- _Excerpted passage_
::::::

Pleased to see a session on secure data which said more than “this is hard – let’s run away”, which is the usual response. Secure data is probably not the right word. So much work to do on definitions and common languages, so we don’t spend so much time redefining problems – maybe we need to put some short-term effort into definitions. Also, we’re short on facts on the ground. Serge offered some real data on what’s going on with grants at Princeton – we need that campus by campus and rolled up by discipline and national lines. It’s not that hard to get, and there are various projects talking about it.

What’s the balance between enabling sharing and enabling preservation. Often a lot of the investment starts going into preservation and you never get to sharing. Bill Michener gave us a look at a nice set of investment into discovery and reuse systems (DataONE), maybe that’s something that could be federated so we don’t have to build a ton of them.

Was glad to hear about the PASIG work – developed over 3-4 years between Stanford, a group of other institutions and Sun. As we think about the right kinds of industry/university venues for collaboration that’s one to have a look at. In particular look at the agendas for past meetings. Some of the conversations about expected structure of storage market, things that drive tech refresh cycles in storage, are very helpful.

Panel Discussion – Funding Agencies [ #rdlmw ]

    Michael Huerta – NIH/NLM

Benefits of data sharing include tansparency, reanalysis, integration, algorithm development
Data sharing has costs
Sharing data is good, but sharing all data probably isn’t.
Should data be shared? Considerations:
– maturity of science – exploratory vs. well understood (might make more sense to share)
– maturity of means of collections – unique means might not be valuable for others
– amount and complexity of data – more might be better for sharing
– utility of the data – to research community and public
– ethical and policy considerations

At NIH have formulas to guide applicants in formulating data sharing plans – important questions to address (NIH requirements kick in for direct costs > $500k/yr, but are revisiting).

::::::

- _Data for analysis_

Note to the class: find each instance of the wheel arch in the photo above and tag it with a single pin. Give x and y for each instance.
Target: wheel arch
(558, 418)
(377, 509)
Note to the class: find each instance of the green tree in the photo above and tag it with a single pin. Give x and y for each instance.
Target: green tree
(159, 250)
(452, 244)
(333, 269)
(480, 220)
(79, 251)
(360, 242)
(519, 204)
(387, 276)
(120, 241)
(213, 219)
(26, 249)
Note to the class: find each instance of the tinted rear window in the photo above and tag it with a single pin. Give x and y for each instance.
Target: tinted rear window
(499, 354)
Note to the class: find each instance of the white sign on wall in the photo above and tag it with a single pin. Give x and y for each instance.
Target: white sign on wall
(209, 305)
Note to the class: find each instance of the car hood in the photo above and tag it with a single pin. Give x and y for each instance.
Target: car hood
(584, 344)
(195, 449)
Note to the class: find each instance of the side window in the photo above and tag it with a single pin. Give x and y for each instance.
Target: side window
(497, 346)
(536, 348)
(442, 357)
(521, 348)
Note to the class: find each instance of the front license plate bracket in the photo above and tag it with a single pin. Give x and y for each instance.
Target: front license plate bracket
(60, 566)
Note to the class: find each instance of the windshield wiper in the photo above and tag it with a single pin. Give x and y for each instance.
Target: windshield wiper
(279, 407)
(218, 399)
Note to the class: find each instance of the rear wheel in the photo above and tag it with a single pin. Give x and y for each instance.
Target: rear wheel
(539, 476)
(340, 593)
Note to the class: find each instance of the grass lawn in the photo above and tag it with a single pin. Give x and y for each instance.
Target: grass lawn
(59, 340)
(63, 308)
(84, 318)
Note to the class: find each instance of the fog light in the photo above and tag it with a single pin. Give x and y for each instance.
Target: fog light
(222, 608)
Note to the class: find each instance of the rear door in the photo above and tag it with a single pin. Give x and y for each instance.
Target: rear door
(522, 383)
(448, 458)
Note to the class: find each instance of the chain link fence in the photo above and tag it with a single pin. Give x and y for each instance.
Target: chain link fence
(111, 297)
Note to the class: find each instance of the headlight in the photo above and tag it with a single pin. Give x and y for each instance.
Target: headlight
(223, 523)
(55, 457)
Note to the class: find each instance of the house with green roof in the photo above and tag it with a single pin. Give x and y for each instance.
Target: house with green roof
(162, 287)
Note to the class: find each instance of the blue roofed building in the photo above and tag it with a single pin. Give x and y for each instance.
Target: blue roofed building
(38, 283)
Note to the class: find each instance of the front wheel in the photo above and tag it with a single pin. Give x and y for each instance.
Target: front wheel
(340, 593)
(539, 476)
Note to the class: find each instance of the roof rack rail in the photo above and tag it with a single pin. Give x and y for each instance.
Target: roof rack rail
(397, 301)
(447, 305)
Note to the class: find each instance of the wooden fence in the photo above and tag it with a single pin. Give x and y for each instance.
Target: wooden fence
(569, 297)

::::::

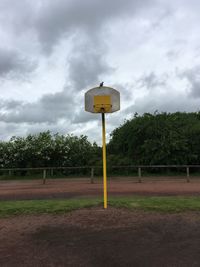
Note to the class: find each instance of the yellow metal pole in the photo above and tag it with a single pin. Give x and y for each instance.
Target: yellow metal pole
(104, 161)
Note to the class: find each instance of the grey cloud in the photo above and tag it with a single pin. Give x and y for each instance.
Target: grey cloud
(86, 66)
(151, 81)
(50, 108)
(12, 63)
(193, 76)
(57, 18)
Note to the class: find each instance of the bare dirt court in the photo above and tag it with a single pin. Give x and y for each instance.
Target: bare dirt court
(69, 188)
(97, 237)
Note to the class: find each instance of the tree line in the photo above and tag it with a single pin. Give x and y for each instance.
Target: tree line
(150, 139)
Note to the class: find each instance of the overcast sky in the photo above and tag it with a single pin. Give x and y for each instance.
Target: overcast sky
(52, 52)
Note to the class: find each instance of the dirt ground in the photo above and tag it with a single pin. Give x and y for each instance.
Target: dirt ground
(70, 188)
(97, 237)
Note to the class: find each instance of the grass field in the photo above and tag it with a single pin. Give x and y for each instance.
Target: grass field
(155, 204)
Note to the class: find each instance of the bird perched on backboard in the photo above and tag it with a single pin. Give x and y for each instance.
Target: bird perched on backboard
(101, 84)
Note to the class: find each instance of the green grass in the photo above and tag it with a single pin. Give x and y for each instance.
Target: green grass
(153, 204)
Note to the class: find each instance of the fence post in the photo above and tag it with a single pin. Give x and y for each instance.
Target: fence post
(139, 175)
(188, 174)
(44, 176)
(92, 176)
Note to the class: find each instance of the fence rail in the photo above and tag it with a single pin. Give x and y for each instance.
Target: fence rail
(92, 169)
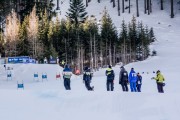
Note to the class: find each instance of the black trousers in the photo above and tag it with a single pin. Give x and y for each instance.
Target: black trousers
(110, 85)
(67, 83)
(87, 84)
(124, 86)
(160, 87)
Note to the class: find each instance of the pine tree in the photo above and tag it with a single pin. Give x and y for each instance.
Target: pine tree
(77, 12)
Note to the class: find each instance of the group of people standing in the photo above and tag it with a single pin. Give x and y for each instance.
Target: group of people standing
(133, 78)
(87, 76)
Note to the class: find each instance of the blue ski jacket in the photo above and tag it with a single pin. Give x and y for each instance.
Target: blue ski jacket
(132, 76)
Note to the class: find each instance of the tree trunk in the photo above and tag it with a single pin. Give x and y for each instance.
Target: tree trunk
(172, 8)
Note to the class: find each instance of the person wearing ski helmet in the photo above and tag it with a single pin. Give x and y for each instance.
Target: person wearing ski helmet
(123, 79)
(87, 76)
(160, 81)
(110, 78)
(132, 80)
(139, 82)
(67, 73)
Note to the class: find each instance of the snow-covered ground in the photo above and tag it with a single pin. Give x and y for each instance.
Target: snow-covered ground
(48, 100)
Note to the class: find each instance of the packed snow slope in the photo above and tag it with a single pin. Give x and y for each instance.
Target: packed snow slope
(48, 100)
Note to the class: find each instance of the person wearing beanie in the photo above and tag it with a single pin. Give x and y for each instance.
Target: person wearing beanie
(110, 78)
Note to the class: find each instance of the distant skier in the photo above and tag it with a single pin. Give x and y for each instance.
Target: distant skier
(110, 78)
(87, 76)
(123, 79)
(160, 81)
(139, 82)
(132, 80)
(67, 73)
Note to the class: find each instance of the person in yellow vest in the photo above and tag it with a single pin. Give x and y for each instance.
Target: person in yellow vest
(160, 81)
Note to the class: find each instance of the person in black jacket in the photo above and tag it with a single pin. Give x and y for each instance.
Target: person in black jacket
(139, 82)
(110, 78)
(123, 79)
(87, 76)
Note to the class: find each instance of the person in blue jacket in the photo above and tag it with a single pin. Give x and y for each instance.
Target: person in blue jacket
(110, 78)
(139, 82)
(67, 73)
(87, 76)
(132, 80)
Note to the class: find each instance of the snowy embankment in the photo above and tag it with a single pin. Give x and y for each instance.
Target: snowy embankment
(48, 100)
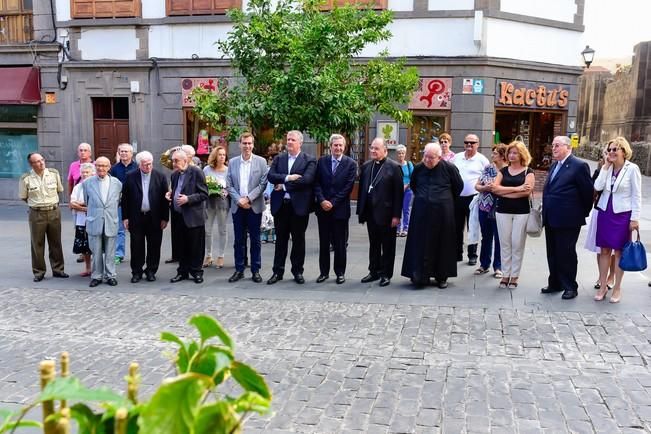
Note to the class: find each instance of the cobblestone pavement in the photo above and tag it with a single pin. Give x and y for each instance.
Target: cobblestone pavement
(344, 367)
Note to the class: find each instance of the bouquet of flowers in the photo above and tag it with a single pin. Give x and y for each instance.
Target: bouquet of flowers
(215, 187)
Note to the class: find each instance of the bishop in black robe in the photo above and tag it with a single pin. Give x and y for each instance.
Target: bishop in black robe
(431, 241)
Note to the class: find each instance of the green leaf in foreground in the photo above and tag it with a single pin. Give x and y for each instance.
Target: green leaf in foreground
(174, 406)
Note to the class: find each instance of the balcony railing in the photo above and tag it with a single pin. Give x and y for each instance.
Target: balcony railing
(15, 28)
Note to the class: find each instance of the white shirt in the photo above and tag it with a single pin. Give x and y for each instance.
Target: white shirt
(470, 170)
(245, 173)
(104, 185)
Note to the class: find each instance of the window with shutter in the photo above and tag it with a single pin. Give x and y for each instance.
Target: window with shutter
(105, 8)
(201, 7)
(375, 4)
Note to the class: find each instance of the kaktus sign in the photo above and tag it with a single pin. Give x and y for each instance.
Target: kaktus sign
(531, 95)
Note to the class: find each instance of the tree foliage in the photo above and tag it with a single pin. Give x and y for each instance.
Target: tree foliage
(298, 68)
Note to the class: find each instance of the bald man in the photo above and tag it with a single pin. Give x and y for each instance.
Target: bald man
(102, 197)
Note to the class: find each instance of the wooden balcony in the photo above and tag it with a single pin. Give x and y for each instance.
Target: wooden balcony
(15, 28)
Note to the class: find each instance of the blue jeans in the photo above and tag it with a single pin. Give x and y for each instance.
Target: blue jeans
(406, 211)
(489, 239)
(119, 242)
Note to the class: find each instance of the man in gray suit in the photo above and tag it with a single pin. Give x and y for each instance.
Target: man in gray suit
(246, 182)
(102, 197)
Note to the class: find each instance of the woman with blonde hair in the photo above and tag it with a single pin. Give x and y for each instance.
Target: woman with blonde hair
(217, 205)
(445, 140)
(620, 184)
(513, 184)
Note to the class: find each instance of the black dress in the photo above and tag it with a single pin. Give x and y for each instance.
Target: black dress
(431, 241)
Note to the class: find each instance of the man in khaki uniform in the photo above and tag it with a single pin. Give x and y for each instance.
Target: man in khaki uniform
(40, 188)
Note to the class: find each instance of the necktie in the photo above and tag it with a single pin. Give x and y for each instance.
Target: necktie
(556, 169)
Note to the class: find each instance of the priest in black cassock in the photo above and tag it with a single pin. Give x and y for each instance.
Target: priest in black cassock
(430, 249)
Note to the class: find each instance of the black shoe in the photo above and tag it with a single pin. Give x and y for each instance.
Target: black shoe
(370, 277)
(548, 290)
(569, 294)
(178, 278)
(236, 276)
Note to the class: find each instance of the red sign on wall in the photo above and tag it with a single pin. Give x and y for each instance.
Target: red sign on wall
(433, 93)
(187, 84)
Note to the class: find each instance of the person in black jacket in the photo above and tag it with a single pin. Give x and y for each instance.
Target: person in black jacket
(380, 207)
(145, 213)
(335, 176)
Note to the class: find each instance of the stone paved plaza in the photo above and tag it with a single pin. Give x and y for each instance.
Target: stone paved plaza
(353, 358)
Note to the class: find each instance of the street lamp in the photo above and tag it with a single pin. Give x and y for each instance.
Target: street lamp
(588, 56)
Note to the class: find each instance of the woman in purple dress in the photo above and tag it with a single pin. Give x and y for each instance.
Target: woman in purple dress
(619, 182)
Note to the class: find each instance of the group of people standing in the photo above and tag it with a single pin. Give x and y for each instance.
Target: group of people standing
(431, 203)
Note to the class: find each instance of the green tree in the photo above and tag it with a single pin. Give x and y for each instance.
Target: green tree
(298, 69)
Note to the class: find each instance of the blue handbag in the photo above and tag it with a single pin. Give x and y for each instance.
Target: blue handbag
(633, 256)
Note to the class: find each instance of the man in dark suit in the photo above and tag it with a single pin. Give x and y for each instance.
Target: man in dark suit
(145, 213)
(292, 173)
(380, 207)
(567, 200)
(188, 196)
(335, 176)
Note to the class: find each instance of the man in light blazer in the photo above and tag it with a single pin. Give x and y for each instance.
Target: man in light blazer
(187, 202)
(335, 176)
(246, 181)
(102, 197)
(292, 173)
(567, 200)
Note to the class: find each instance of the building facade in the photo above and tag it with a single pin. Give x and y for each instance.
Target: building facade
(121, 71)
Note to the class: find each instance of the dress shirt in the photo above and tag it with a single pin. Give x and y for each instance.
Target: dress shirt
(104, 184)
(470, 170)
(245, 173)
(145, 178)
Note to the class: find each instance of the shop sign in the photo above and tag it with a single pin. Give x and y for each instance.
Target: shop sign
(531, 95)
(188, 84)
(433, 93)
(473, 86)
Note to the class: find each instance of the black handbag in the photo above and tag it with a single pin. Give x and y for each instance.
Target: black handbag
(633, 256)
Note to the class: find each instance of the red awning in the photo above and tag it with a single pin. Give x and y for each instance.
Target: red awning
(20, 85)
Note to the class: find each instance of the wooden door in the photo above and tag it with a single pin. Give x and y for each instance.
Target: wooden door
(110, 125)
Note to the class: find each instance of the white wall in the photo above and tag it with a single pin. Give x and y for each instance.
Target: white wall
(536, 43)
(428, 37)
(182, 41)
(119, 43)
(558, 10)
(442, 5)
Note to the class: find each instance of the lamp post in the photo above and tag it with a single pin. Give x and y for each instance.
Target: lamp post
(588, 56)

::::::

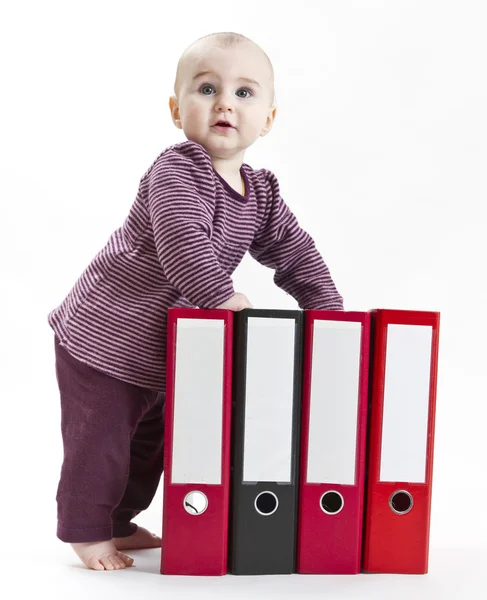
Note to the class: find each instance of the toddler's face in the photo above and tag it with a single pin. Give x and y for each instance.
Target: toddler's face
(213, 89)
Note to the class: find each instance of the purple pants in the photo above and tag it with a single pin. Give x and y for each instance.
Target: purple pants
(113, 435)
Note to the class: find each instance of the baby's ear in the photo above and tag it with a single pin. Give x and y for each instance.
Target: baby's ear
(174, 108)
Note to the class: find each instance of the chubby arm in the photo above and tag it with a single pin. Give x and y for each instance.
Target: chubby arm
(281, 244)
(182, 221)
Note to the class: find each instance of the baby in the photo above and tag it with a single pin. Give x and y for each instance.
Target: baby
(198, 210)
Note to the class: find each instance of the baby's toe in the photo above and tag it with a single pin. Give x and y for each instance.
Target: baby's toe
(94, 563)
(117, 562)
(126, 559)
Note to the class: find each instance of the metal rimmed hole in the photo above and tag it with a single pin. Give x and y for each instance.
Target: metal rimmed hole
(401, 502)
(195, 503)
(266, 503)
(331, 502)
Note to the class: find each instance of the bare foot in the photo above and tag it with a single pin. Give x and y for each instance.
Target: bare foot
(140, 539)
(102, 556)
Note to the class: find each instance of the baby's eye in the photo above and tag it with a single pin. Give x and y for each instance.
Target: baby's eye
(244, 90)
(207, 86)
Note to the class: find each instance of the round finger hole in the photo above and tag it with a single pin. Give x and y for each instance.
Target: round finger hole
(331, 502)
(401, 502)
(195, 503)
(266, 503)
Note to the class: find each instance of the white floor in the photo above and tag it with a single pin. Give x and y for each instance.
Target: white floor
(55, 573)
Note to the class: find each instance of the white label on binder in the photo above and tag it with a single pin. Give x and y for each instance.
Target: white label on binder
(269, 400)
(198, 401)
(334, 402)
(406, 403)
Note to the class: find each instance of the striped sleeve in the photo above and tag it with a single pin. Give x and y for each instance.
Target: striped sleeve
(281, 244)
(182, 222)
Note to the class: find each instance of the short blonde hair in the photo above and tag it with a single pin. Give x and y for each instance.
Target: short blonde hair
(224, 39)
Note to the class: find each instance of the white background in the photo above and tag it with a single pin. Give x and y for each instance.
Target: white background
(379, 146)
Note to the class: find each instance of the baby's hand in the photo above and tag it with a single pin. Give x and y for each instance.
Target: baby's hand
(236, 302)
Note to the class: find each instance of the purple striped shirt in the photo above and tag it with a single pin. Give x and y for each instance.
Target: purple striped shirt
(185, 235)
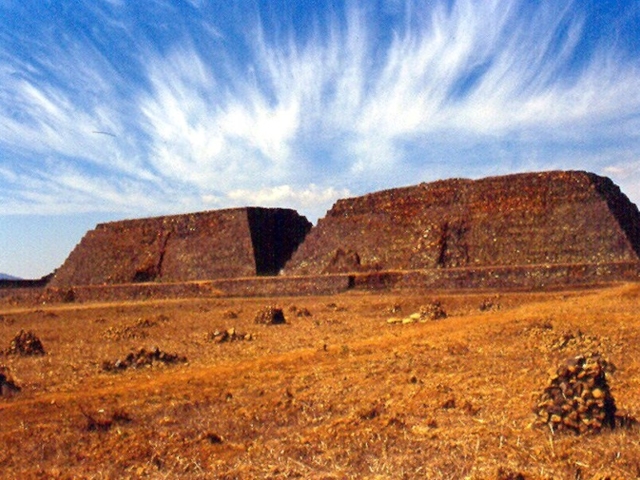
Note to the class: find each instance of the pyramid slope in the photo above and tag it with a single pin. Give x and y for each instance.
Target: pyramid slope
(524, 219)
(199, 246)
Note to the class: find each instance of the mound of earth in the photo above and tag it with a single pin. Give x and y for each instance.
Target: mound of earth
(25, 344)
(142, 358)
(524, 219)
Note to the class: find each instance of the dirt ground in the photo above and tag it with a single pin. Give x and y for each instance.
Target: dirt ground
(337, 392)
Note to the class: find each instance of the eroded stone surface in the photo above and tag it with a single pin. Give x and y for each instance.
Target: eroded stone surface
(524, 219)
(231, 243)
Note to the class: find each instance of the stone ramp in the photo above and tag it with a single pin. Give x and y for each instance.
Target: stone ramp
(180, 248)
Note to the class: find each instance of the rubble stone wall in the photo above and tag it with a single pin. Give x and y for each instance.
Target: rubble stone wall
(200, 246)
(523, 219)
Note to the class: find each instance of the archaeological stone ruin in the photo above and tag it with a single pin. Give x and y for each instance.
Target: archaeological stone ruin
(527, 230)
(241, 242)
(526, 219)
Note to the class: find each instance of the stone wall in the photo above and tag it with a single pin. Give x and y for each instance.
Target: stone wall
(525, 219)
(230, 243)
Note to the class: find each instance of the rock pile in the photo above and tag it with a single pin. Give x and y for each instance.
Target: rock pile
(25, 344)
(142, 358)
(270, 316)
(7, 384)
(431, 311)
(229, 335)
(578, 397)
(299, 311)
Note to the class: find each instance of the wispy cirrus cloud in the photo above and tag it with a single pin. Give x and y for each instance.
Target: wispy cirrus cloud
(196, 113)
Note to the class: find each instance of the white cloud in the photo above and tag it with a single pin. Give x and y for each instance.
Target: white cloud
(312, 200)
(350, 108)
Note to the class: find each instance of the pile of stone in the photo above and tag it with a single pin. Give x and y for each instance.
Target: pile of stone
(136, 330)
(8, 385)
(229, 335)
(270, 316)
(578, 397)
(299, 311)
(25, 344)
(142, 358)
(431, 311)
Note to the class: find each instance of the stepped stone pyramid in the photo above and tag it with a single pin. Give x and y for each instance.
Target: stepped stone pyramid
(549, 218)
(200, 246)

::::::

- _Problem requirements_
According to the workshop notes, why might DataONE be something that could be federated? Answer in one to three sentences. The items above are separate material and have no connection to the workshop notes.

- _Solution for this exercise_
Federating it would mean not having to build a great many separate discovery and reuse systems.